## Problem description:
Put every line of the items below into a Markdown table with a Row column for the row number and a Line column for the line itself, skipping blank lines. Leave the pictures out of the answer.

═══ Listed records

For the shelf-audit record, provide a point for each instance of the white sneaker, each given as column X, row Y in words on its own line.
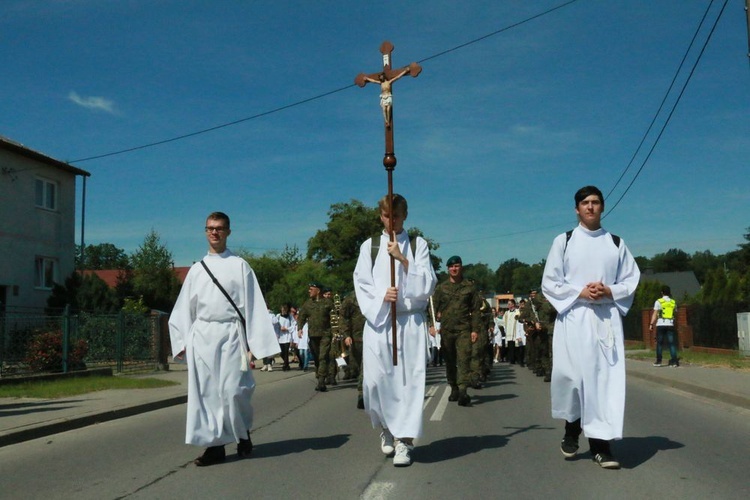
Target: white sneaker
column 402, row 458
column 386, row 442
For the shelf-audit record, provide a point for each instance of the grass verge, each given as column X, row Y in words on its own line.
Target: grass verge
column 688, row 357
column 62, row 388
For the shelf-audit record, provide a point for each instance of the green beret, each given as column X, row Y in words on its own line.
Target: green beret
column 454, row 260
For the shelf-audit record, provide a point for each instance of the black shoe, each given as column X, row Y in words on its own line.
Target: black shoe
column 212, row 456
column 606, row 461
column 569, row 446
column 245, row 447
column 464, row 399
column 454, row 394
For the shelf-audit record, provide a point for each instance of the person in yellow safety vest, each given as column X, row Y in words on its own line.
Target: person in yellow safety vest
column 663, row 320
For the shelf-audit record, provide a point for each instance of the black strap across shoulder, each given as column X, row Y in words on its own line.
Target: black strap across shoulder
column 221, row 288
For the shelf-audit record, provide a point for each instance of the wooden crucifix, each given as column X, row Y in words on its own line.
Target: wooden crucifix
column 385, row 79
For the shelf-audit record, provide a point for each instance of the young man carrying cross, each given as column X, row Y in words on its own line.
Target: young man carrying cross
column 393, row 395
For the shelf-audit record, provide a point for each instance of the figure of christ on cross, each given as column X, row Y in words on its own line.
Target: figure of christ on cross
column 386, row 96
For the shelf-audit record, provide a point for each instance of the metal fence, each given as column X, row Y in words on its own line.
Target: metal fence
column 126, row 342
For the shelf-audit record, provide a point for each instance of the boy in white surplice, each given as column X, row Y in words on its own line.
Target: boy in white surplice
column 393, row 395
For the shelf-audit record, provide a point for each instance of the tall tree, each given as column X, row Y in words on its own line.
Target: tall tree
column 482, row 275
column 672, row 261
column 504, row 275
column 102, row 256
column 153, row 275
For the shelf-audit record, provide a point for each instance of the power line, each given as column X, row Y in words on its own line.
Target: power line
column 314, row 98
column 666, row 95
column 674, row 107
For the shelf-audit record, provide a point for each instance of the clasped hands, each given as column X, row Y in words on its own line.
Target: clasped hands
column 595, row 291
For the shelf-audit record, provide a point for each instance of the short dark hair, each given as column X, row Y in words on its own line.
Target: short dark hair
column 587, row 191
column 219, row 216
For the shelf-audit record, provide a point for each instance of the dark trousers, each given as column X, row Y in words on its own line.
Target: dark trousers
column 667, row 332
column 510, row 351
column 320, row 348
column 456, row 350
column 285, row 354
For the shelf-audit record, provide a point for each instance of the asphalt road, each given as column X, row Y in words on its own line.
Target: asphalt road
column 316, row 445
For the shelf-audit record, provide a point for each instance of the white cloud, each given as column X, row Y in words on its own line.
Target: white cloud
column 93, row 102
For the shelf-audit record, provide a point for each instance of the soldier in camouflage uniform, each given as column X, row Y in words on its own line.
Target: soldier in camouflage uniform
column 532, row 327
column 547, row 317
column 316, row 312
column 352, row 326
column 337, row 340
column 457, row 305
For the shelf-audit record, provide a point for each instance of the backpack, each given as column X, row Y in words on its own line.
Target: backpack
column 375, row 247
column 667, row 308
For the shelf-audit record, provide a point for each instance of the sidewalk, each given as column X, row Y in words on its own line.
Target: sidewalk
column 26, row 419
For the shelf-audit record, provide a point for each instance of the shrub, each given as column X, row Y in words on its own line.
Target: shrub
column 45, row 353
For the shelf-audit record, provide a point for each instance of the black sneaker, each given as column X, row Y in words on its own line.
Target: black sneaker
column 569, row 446
column 212, row 456
column 454, row 394
column 606, row 461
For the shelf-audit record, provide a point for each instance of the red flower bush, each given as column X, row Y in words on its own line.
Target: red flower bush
column 45, row 353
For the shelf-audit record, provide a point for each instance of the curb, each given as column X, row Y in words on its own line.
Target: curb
column 84, row 421
column 731, row 399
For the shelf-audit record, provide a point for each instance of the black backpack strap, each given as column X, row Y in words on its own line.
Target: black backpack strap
column 568, row 234
column 375, row 247
column 221, row 288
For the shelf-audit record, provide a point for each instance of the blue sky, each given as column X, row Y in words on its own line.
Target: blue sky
column 492, row 139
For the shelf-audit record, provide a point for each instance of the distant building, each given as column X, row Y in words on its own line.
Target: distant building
column 111, row 276
column 37, row 224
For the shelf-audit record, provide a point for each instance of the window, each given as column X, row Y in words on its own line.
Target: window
column 46, row 194
column 46, row 273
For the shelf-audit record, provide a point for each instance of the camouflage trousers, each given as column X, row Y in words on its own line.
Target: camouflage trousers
column 456, row 349
column 320, row 348
column 480, row 359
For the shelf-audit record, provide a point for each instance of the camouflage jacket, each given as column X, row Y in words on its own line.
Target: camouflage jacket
column 352, row 320
column 317, row 314
column 459, row 306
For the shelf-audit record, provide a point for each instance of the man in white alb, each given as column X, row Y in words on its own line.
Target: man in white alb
column 394, row 395
column 206, row 327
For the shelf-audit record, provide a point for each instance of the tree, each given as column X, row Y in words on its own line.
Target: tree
column 482, row 275
column 672, row 261
column 504, row 275
column 153, row 274
column 84, row 293
column 527, row 278
column 337, row 246
column 702, row 263
column 348, row 226
column 102, row 256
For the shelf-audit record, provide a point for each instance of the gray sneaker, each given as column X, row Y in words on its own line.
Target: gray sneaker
column 569, row 446
column 402, row 457
column 386, row 442
column 606, row 461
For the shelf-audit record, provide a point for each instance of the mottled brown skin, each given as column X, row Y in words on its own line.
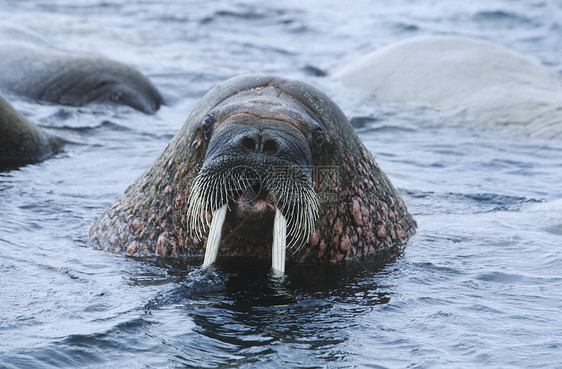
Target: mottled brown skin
column 360, row 211
column 22, row 141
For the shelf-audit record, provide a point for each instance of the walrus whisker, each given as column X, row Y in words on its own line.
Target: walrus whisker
column 279, row 242
column 214, row 238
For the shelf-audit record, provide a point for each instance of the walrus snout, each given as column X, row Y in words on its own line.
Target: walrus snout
column 256, row 181
column 259, row 142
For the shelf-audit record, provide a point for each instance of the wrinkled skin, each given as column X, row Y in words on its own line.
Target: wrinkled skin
column 21, row 141
column 360, row 213
column 45, row 75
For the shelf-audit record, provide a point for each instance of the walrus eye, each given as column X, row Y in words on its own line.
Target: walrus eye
column 116, row 96
column 318, row 138
column 207, row 126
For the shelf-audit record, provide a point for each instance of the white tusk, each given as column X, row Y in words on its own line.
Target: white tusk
column 214, row 238
column 279, row 242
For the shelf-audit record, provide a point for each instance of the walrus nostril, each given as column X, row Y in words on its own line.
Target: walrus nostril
column 270, row 147
column 248, row 144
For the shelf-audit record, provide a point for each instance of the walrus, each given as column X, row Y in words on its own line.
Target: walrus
column 261, row 166
column 474, row 77
column 22, row 141
column 54, row 76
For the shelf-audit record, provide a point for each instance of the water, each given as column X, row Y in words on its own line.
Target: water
column 480, row 285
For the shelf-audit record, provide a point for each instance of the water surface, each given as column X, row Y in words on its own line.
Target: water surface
column 480, row 284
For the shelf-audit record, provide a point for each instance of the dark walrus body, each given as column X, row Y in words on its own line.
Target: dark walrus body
column 42, row 74
column 21, row 141
column 297, row 141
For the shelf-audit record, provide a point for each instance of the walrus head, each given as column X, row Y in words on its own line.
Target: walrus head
column 263, row 165
column 258, row 168
column 84, row 81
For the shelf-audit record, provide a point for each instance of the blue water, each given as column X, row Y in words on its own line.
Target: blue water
column 480, row 285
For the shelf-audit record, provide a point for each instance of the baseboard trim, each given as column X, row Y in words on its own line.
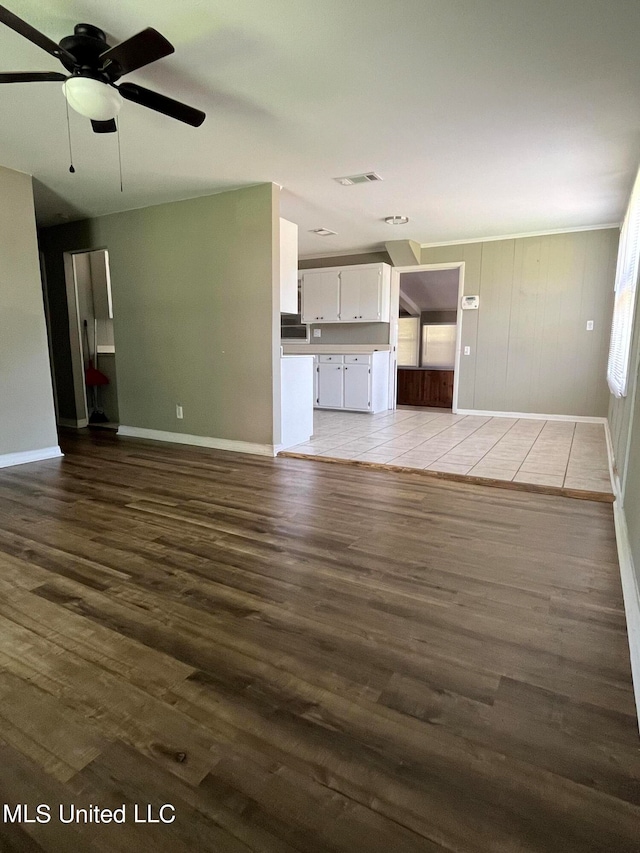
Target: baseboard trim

══════

## Full answer:
| Row | Line |
|---|---|
| 1 | For the shelf-audit record, provide a point for each instance of the white sneaker, each given as column X, row Y in words on its own line. |
| 2 | Target: white sneaker |
| 3 | column 402, row 458 |
| 4 | column 386, row 442 |
| 5 | For the shelf-audit record, provide a point for each instance of the grass verge, each given as column X, row Y in words on its own line. |
| 6 | Target: grass verge |
| 7 | column 688, row 357 |
| 8 | column 62, row 388 |
| 9 | For the shelf-audit record, provide a point for each instance of the green beret, each given as column X, row Y in words on its own line. |
| 10 | Target: green beret |
| 11 | column 454, row 260 |
| 12 | For the shelf-audit record, provide a point for each instance of the black shoe, each given as column X, row Y in words on its own line. |
| 13 | Target: black shoe |
| 14 | column 212, row 456 |
| 15 | column 606, row 461 |
| 16 | column 569, row 446 |
| 17 | column 245, row 447 |
| 18 | column 464, row 399 |
| 19 | column 454, row 394 |
| 20 | For the shelf-audit record, provide a point for each instance of the person in yellow safety vest, each given as column X, row Y in words on its own line. |
| 21 | Target: person in yellow safety vest |
| 22 | column 663, row 320 |
| 23 | For the shelf-audit record, provide a point for each instance of the black strap across shoulder, each given as column X, row Y in words on its own line. |
| 24 | Target: black strap across shoulder |
| 25 | column 221, row 288 |
| 26 | For the shelf-audit record, provide a point for each instance of the wooden crucifix, each given as column X, row Y in words on its own line. |
| 27 | Target: wooden crucifix |
| 28 | column 385, row 79 |
| 29 | For the shelf-audit record, provide a point for each instance of the young man carrying cross, each given as column X, row Y in words on its own line. |
| 30 | Target: young man carrying cross |
| 31 | column 393, row 395 |
| 32 | For the shelf-audit record, provide a point for each instance of the figure of christ on cross, each given as column X, row Y in words on its own line. |
| 33 | Target: figure of christ on cross |
| 34 | column 386, row 96 |
| 35 | For the shelf-audit record, provide a point for each instance of the metal fence, each given as column X, row Y in words on its own line. |
| 36 | Target: metal fence |
| 37 | column 126, row 342 |
| 38 | For the shelf-audit record, provide a point for each instance of the boy in white surplice, each given as column X, row Y in words on its own line. |
| 39 | Target: boy in white surplice |
| 40 | column 393, row 395 |
| 41 | For the shelf-audit record, provide a point for each instance of the tall tree, each given as column X, row Y in words on its own line. |
| 42 | Target: tall tree |
| 43 | column 482, row 275 |
| 44 | column 672, row 261 |
| 45 | column 504, row 275 |
| 46 | column 102, row 256 |
| 47 | column 153, row 275 |
| 48 | For the shelf-audit record, provide a point for each instance of the power line, each given as column X, row Y in words on its own line. |
| 49 | Target: power line |
| 50 | column 314, row 98 |
| 51 | column 666, row 95 |
| 52 | column 674, row 107 |
| 53 | For the shelf-audit record, provide a point for each instance of the clasped hands, each given as column X, row Y in words on its own line. |
| 54 | Target: clasped hands |
| 55 | column 595, row 291 |
| 56 | For the shelf-audit record, provide a point for each instance of the short dark hair, each given as column X, row Y in words on its own line. |
| 57 | Target: short dark hair |
| 58 | column 587, row 191 |
| 59 | column 219, row 216 |
| 60 | For the shelf-audit record, provide a point for each instance of the dark trousers, each given as column X, row Y in words on its own line. |
| 61 | Target: dark trousers |
| 62 | column 667, row 332 |
| 63 | column 510, row 351 |
| 64 | column 320, row 348 |
| 65 | column 456, row 350 |
| 66 | column 285, row 354 |
| 67 | For the shelf-audit record, provide a point for each instance of the asphalt road, each given as column X, row Y in words on its own line. |
| 68 | Target: asphalt road |
| 69 | column 316, row 445 |
| 70 | For the shelf-audit record, provide a point for each instance of the white cloud, each given as column X, row Y in words on its own line. |
| 71 | Target: white cloud |
| 72 | column 93, row 102 |
| 73 | For the shelf-audit record, provide a point for each instance of the soldier in camouflage uniform, each given as column X, row Y in words on its own line. |
| 74 | Target: soldier in camouflage uniform |
| 75 | column 532, row 327 |
| 76 | column 547, row 317 |
| 77 | column 316, row 312 |
| 78 | column 352, row 326 |
| 79 | column 337, row 340 |
| 80 | column 457, row 305 |
| 81 | For the shelf-audit record, provide a point for each instance of the backpack, each given as column X, row Y in words on its own line. |
| 82 | Target: backpack |
| 83 | column 375, row 247 |
| 84 | column 667, row 308 |
| 85 | For the shelf-audit record, provide a point for each instance of the sidewalk, each given as column X, row Y in words on its own line. |
| 86 | Target: sidewalk |
| 87 | column 26, row 419 |
| 88 | For the shelf-audit record, provide a point for each instance of the shrub, each given as column X, row Y in words on its own line. |
| 89 | Target: shrub |
| 90 | column 45, row 353 |
| 91 | For the shelf-audit record, provide a point for each instance of the black sneaker, each given as column X, row Y in words on its own line. |
| 92 | Target: black sneaker |
| 93 | column 569, row 446 |
| 94 | column 212, row 456 |
| 95 | column 454, row 394 |
| 96 | column 606, row 461 |
| 97 | For the shelf-audit record, provide a point for each instance of the red flower bush, each given as column X, row Y in words on its own line. |
| 98 | Target: red flower bush |
| 99 | column 45, row 353 |
| 100 | For the shelf-audit record, provide a point for each instance of the curb, each given as column X, row Y in words on its own line. |
| 101 | Target: curb |
| 102 | column 84, row 421 |
| 103 | column 731, row 399 |
| 104 | For the shelf-audit record, provide a point for each instance of the black backpack strap, each given as column X, row Y in words on its own line. |
| 105 | Target: black backpack strap |
| 106 | column 568, row 234 |
| 107 | column 375, row 247 |
| 108 | column 221, row 288 |
| 109 | For the shelf-audit record, provide a point for each instance of the blue sky, each given as column X, row Y in words on its own line. |
| 110 | Target: blue sky |
| 111 | column 492, row 139 |
| 112 | For the shelf-audit record, provide a point for each instance of the distant building, each given as column X, row Y in words on its own line. |
| 113 | Target: distant building |
| 114 | column 111, row 276 |
| 115 | column 37, row 224 |
| 116 | For the shelf-audit record, provide a point for each instance of the window, each given as column X, row Y in words on its own line. |
| 117 | Target: window |
| 118 | column 46, row 194 |
| 119 | column 46, row 273 |
| 120 | For the shelf-audit record, provide a point for each instance of the camouflage trousers, each given as column X, row Y in words on its own line. |
| 121 | Target: camouflage trousers |
| 122 | column 456, row 349 |
| 123 | column 320, row 348 |
| 124 | column 480, row 359 |
| 125 | For the shelf-audit record, provide a point for each instance of the camouflage jacket, each given as column X, row Y in words on its own line. |
| 126 | Target: camouflage jacket |
| 127 | column 352, row 320 |
| 128 | column 317, row 314 |
| 129 | column 459, row 306 |
| 130 | For the shelf-audit record, provide a point for each instance of the man in white alb, each given as column X, row Y in words on its own line. |
| 131 | Target: man in white alb |
| 132 | column 394, row 395 |
| 133 | column 206, row 327 |
| 134 | For the shelf-audit record, provide a point for each instance of the tree, each given as column X, row Y in words on its own line. |
| 135 | Target: tree |
| 136 | column 482, row 275 |
| 137 | column 672, row 261 |
| 138 | column 504, row 275 |
| 139 | column 153, row 274 |
| 140 | column 84, row 293 |
| 141 | column 527, row 278 |
| 142 | column 337, row 246 |
| 143 | column 702, row 263 |
| 144 | column 348, row 226 |
| 145 | column 102, row 256 |
| 146 | For the shelf-audit record, provide a point for each instance of the gray sneaker, each given as column X, row Y in words on its own line. |
| 147 | Target: gray sneaker |
| 148 | column 569, row 446 |
| 149 | column 402, row 457 |
| 150 | column 386, row 442 |
| 151 | column 606, row 461 |
| 152 | For the shelf-audit record, provide a point for each instance of the mottled brown skin, each given as column X, row Y in words on its own line. |
| 153 | Target: mottled brown skin |
| 154 | column 360, row 211 |
| 155 | column 22, row 141 |
| 156 | For the shelf-audit record, provide a point for each instance of the walrus whisker, each given as column X, row Y in words on its own line. |
| 157 | Target: walrus whisker |
| 158 | column 279, row 242 |
| 159 | column 214, row 238 |
| 160 | For the shelf-audit record, provide a point for each instance of the walrus snout, each given as column X, row Y in words on its own line. |
| 161 | Target: walrus snout |
| 162 | column 256, row 181 |
| 163 | column 259, row 142 |
| 164 | For the shelf-audit record, provide a point for each instance of the wrinkled skin, each given as column X, row Y in words on its own line. |
| 165 | Target: wrinkled skin |
| 166 | column 21, row 141 |
| 167 | column 360, row 213 |
| 168 | column 45, row 75 |
| 169 | For the shelf-audit record, provide a point for each instance of the walrus eye, each given as column X, row Y in words on its own line. |
| 170 | Target: walrus eye |
| 171 | column 116, row 96 |
| 172 | column 318, row 138 |
| 173 | column 207, row 126 |
| 174 | For the shelf-audit record, provide a point for each instance of the white tusk, each given as column X, row Y in words on its own line. |
| 175 | Target: white tusk |
| 176 | column 214, row 238 |
| 177 | column 279, row 242 |
| 178 | For the shelf-audit record, provide a point for each instance of the walrus nostril, each given as column X, row Y in words on its own line. |
| 179 | Target: walrus nostril |
| 180 | column 270, row 147 |
| 181 | column 248, row 144 |
| 182 | For the shelf-audit record, provide a point for each instance of the walrus, each given as column X, row Y in words on its own line. |
| 183 | Target: walrus |
| 184 | column 261, row 166 |
| 185 | column 474, row 77 |
| 186 | column 22, row 141 |
| 187 | column 54, row 76 |
| 188 | For the shelf-audit record, provide a point for each instance of the water, each given as column X, row Y in words on its own line. |
| 189 | Target: water |
| 190 | column 480, row 285 |
| 191 | For the shelf-audit record, provide a point for each instance of the water surface, each given as column X, row Y in words on its own line. |
| 192 | Target: water surface |
| 193 | column 480, row 284 |
| 194 | For the shelf-audit record, provide a point for each instance of the dark walrus body, each given as column X, row Y in words on its own line. |
| 195 | Target: dark walrus body |
| 196 | column 42, row 74 |
| 197 | column 21, row 141 |
| 198 | column 297, row 141 |
| 199 | For the shelf-audit record, provide a point for each instance of the walrus head, each given as column X, row Y in words on its own line. |
| 200 | Target: walrus head |
| 201 | column 263, row 165 |
| 202 | column 258, row 168 |
| 203 | column 84, row 81 |
| 204 | For the shelf-audit record, provide a point for each instance of the blue water, each given as column X, row Y in words on its own line. |
| 205 | Target: blue water |
| 206 | column 480, row 285 |
| 207 | For the shelf-audit record, provide a point for each instance of the baseboard trim, each given as column X, row Y in words on its own line. |
| 208 | Target: baseboard trim |